(Natural-language object grounding data)
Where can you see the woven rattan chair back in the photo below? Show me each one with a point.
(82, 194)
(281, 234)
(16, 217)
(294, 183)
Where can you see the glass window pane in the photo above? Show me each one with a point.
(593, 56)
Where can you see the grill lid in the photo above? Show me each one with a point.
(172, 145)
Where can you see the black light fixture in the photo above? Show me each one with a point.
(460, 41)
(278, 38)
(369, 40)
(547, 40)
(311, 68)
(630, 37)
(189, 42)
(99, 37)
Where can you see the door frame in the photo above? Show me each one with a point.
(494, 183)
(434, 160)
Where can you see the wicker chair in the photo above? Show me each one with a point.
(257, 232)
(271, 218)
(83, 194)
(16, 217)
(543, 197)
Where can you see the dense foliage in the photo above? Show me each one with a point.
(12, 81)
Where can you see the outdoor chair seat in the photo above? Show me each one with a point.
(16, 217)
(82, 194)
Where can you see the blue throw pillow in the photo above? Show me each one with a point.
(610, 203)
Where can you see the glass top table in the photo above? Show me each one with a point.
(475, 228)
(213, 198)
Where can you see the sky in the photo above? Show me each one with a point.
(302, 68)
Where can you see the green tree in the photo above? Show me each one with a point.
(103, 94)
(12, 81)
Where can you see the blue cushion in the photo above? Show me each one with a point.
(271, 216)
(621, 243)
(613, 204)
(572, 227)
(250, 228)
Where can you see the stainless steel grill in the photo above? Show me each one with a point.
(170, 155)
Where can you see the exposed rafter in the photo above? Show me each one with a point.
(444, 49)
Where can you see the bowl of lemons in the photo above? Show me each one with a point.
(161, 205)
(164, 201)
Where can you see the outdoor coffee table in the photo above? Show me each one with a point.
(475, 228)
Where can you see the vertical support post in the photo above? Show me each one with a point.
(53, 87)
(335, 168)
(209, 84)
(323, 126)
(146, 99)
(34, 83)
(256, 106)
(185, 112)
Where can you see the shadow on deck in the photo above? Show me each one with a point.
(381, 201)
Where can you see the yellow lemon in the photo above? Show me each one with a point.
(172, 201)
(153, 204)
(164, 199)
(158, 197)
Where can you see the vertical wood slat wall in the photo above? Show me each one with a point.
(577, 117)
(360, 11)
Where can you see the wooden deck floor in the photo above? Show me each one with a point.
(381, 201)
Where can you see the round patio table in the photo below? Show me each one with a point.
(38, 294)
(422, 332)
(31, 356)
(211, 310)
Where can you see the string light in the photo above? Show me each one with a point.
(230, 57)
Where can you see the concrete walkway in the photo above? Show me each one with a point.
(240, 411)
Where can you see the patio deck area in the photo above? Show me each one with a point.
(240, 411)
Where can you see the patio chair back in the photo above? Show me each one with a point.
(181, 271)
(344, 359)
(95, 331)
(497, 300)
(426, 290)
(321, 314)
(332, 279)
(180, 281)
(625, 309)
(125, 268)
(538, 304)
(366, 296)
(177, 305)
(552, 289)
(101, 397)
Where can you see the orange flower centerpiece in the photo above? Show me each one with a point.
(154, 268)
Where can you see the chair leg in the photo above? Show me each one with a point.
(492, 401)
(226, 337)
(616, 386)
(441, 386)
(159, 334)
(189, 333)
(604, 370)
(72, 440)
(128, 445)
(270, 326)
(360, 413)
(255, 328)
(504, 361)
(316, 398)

About this exercise — Which lines run from the one holding "Where can you see the patio chair" through the end of the data? Write them out exactly, ends included, and add nothing.

Result —
Where can you see the patio chair back in the photo above? Show me each one with a point.
(181, 271)
(344, 359)
(95, 331)
(497, 300)
(426, 290)
(321, 314)
(332, 279)
(180, 281)
(625, 309)
(125, 268)
(538, 304)
(366, 296)
(177, 305)
(552, 289)
(101, 397)
Where can you see the orange flower centerpiece in the photo above? Show me each one with a point.
(154, 268)
Where can you see the chair leg in the photo above? Show me each one with a point.
(492, 401)
(226, 337)
(616, 386)
(441, 386)
(159, 334)
(189, 333)
(604, 370)
(72, 440)
(128, 445)
(270, 326)
(360, 413)
(255, 328)
(504, 361)
(316, 398)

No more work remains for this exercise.